● STATED PROBLEM:
Find "mask job: rock face texture" in the data, then restate the line it sits in and every later line word for word, ending with the last line.

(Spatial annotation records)
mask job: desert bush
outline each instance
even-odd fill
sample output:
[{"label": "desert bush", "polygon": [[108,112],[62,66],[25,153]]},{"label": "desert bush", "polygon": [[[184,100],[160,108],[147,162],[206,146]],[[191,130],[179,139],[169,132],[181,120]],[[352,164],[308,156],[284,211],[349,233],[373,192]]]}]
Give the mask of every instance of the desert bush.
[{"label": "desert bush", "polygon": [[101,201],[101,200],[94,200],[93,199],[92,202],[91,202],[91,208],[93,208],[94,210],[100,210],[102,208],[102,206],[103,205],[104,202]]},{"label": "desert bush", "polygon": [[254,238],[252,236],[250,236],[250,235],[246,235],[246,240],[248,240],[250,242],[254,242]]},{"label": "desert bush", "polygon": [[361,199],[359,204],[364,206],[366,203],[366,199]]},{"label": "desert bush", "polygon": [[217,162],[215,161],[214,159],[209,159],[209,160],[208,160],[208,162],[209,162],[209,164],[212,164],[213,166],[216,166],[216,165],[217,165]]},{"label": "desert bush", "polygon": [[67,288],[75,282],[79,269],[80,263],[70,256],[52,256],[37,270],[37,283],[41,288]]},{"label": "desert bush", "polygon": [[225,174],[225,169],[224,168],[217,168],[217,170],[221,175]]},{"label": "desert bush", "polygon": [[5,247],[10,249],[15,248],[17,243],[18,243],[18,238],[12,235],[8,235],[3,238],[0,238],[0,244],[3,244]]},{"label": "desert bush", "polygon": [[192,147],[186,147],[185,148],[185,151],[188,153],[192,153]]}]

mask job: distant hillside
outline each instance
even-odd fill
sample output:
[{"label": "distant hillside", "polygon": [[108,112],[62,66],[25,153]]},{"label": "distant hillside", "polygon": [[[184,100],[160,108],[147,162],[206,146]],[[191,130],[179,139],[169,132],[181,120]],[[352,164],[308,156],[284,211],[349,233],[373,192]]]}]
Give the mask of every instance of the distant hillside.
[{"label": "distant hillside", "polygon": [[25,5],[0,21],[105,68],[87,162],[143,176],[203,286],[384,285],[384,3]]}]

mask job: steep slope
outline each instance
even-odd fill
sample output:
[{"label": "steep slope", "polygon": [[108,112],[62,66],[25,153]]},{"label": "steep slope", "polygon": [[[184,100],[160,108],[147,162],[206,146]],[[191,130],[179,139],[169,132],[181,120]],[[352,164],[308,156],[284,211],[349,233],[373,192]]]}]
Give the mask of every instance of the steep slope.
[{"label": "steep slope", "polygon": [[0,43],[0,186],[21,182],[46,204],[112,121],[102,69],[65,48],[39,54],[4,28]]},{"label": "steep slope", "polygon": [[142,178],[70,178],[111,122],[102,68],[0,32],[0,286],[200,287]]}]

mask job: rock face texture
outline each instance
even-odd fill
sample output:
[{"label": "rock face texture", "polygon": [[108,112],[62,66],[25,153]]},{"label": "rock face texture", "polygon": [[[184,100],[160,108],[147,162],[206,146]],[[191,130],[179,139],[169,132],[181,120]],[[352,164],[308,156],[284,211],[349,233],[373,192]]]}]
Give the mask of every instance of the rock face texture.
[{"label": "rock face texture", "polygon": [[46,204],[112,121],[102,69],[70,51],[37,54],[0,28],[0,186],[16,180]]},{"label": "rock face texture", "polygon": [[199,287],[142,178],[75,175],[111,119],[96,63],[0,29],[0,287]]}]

● THE REPLY:
mask job: rock face texture
outline each instance
even-odd fill
sample output:
[{"label": "rock face texture", "polygon": [[108,112],[62,66],[25,153]]},{"label": "rock face texture", "polygon": [[[184,100],[160,108],[147,162],[206,146]],[[191,130],[179,139],[169,132],[181,120]],[[352,164],[308,156],[284,211],[349,233],[373,192]]]}]
Give the mask of every instance of the rock face texture.
[{"label": "rock face texture", "polygon": [[46,204],[112,121],[102,69],[70,51],[37,54],[0,28],[0,186],[16,180]]},{"label": "rock face texture", "polygon": [[199,287],[142,178],[75,175],[111,119],[96,63],[0,29],[0,287]]}]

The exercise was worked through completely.